▶ [Your instructions]
Rewrite the items from the start down through the line containing "(793, 790), (1288, 859)", replacing "arched ceiling" with "vaulted ceiling" and leaving everything else unchanged.

▶ [Records supplied]
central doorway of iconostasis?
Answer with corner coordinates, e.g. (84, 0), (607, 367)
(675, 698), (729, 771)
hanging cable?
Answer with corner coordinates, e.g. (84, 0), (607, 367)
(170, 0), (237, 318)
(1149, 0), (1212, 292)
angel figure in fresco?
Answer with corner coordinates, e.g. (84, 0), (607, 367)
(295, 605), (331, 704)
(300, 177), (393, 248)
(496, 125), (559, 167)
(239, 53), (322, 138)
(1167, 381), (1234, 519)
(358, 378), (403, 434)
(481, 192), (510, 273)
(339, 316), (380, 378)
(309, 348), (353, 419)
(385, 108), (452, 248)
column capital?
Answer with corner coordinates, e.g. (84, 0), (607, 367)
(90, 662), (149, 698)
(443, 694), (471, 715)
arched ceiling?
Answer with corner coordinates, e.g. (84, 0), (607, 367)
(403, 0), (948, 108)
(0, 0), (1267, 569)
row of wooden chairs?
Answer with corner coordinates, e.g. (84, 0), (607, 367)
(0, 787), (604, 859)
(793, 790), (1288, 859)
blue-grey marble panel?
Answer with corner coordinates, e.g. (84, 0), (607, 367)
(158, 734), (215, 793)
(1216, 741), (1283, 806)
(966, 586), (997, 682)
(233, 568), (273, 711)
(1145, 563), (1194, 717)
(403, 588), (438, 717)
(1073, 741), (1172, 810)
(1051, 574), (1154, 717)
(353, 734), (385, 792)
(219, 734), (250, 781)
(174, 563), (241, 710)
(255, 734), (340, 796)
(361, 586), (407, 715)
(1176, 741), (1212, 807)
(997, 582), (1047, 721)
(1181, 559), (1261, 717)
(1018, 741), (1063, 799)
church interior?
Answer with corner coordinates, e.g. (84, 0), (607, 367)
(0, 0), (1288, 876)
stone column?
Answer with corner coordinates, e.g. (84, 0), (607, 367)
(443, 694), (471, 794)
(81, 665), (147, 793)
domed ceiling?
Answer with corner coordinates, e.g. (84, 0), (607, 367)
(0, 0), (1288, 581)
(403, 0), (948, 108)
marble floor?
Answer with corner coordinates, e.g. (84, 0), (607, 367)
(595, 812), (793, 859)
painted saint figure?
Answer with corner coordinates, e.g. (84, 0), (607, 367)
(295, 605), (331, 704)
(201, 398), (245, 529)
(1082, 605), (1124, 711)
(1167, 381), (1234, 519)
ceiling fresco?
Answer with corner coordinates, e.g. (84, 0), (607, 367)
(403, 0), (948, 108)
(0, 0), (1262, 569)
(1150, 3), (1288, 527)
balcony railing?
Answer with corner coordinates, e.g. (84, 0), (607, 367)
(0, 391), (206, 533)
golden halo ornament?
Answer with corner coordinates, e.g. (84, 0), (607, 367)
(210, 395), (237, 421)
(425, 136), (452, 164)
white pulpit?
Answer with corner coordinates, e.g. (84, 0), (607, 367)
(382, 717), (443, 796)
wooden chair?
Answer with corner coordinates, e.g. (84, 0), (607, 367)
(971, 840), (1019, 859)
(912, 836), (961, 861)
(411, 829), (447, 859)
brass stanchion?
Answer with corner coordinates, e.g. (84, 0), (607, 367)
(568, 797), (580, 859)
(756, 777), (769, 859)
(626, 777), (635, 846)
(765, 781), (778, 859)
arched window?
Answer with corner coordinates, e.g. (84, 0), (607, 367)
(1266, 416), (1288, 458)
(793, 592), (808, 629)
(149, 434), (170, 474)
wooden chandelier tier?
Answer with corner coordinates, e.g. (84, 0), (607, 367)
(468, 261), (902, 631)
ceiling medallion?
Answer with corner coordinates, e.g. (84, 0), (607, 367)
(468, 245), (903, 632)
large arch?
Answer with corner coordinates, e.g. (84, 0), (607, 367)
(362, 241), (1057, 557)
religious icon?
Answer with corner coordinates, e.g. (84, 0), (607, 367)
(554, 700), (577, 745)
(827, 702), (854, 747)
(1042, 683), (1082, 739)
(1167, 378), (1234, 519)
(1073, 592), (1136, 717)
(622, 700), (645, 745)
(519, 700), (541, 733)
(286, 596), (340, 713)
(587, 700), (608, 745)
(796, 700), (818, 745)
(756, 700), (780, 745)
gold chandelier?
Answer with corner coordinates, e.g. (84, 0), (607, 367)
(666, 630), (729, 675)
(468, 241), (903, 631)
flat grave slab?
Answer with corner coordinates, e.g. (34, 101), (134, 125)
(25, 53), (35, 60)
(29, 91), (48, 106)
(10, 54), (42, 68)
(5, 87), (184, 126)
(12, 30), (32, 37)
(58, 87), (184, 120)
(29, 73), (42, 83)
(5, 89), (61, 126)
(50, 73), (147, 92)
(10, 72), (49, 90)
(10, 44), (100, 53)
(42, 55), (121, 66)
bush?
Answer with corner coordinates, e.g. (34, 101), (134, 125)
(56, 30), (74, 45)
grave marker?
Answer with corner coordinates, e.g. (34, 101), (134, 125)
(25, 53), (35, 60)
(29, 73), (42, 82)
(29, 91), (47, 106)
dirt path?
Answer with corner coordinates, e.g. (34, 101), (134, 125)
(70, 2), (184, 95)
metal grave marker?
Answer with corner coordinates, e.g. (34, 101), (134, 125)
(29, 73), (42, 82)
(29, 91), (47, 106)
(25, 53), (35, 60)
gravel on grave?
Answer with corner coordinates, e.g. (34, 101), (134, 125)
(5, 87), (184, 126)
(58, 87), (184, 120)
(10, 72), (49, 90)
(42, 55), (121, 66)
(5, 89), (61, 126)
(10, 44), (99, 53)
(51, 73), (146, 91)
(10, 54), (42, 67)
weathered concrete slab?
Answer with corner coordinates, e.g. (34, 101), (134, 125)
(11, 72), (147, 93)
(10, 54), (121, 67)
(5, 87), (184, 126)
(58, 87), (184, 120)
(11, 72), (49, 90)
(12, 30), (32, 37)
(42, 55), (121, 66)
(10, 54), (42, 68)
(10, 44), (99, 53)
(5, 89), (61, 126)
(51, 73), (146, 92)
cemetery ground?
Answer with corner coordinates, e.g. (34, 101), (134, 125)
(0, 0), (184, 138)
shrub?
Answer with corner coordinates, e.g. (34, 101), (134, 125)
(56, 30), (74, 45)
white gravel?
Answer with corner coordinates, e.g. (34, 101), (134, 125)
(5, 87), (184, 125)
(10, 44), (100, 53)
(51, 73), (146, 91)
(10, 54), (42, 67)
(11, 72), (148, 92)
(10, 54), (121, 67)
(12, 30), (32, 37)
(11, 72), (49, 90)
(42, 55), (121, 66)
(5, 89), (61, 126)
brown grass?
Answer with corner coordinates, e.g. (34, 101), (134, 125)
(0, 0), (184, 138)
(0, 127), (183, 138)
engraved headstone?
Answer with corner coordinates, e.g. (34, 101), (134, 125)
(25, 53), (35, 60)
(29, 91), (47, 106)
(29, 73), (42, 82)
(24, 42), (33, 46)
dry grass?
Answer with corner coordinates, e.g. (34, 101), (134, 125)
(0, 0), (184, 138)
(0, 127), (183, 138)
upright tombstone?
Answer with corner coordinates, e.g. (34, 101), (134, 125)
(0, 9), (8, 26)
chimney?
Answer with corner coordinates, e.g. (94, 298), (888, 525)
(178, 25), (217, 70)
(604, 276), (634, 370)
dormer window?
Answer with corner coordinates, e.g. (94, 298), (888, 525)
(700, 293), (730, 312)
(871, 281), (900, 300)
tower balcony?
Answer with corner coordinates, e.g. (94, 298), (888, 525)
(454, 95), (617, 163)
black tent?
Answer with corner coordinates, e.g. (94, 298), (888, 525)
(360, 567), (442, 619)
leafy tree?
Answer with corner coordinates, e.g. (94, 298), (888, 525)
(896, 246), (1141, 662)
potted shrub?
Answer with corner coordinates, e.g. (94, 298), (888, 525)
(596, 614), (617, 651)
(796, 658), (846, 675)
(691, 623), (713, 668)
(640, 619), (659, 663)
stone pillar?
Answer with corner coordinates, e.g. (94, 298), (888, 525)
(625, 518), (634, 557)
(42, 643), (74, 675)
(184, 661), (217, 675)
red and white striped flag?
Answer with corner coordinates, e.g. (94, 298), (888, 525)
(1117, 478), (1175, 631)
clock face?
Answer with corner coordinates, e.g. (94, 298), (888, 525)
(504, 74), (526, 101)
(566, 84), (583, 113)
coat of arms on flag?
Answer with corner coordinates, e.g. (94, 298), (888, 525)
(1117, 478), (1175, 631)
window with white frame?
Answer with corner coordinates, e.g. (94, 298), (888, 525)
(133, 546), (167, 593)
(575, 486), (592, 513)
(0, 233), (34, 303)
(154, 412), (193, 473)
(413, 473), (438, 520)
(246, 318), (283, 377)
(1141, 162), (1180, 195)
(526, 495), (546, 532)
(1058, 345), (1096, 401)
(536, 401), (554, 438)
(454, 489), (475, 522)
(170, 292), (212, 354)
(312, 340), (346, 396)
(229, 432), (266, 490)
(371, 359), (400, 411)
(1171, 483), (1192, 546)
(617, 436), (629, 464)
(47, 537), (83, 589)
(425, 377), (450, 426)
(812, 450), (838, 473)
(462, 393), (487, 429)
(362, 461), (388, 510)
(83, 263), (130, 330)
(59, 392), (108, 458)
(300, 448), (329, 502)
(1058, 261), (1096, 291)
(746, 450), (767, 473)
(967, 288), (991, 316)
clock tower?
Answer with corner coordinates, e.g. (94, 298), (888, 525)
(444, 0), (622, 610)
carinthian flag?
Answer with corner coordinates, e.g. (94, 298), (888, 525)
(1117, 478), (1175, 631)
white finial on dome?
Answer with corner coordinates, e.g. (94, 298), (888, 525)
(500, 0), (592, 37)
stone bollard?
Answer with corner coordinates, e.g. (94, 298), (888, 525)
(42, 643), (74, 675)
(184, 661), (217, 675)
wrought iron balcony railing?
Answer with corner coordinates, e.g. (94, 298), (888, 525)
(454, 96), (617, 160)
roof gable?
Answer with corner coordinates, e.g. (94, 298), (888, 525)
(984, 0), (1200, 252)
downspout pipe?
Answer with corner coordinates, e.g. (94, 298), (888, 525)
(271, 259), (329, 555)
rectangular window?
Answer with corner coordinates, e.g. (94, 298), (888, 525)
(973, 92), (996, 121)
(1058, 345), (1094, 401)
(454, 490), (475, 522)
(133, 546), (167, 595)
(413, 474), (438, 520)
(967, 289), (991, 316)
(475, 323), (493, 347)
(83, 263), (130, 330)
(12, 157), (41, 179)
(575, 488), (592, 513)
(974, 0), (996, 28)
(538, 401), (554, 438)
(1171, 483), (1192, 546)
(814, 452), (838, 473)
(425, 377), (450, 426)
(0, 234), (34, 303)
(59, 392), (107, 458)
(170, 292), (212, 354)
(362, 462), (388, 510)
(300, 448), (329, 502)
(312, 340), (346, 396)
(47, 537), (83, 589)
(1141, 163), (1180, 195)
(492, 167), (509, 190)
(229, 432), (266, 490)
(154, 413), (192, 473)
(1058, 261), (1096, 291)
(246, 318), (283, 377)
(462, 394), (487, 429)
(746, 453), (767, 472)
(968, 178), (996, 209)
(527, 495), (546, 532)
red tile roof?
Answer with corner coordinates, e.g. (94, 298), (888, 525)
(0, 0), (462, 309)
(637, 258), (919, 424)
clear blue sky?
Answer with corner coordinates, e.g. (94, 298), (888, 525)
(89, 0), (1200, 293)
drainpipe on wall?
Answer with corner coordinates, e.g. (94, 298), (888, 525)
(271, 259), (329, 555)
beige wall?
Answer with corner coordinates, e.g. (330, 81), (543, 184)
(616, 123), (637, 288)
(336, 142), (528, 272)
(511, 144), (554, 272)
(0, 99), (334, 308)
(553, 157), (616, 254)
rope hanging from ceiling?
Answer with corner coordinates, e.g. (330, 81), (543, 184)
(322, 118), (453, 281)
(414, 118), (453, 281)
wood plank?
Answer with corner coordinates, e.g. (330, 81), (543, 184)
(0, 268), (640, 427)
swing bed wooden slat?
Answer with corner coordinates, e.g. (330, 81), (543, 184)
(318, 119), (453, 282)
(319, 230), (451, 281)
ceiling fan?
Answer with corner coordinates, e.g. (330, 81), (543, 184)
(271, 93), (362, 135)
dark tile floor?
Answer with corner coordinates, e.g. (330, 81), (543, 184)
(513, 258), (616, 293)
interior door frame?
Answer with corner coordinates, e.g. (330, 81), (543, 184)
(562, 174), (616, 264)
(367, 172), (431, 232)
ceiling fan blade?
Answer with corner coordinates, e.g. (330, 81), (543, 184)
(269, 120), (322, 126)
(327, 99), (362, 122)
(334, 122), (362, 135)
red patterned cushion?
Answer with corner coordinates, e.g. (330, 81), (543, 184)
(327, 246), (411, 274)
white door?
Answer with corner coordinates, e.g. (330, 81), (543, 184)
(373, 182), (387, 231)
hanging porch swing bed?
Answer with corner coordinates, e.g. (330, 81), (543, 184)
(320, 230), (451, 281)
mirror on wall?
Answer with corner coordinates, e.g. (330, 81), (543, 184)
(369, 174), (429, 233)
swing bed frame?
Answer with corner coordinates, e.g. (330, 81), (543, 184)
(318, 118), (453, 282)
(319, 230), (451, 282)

▶ [The completed task]
central doorway of iconostasis?
Answer with corner coordinates, e.g. (84, 0), (607, 367)
(675, 698), (729, 771)
hanging cable?
Answer with corner coordinates, e.g. (84, 0), (607, 367)
(170, 0), (237, 318)
(1149, 0), (1212, 292)
angel figure in fresco?
Answer with corner coordinates, e.g. (84, 0), (607, 367)
(295, 605), (331, 704)
(300, 177), (393, 248)
(496, 125), (559, 167)
(239, 53), (322, 138)
(1167, 381), (1234, 519)
(358, 378), (403, 434)
(481, 192), (510, 273)
(339, 316), (380, 378)
(309, 348), (353, 419)
(385, 108), (452, 248)
column capital?
Answer with corner coordinates, e.g. (84, 0), (607, 367)
(90, 662), (149, 698)
(443, 694), (471, 715)
vaulted ceiling?
Answer with corner coordinates, e.g. (84, 0), (607, 367)
(403, 0), (948, 108)
(0, 0), (1267, 569)
row of wooden chairs?
Answer with corner coordinates, e.g. (84, 0), (607, 367)
(0, 787), (604, 859)
(793, 790), (1288, 859)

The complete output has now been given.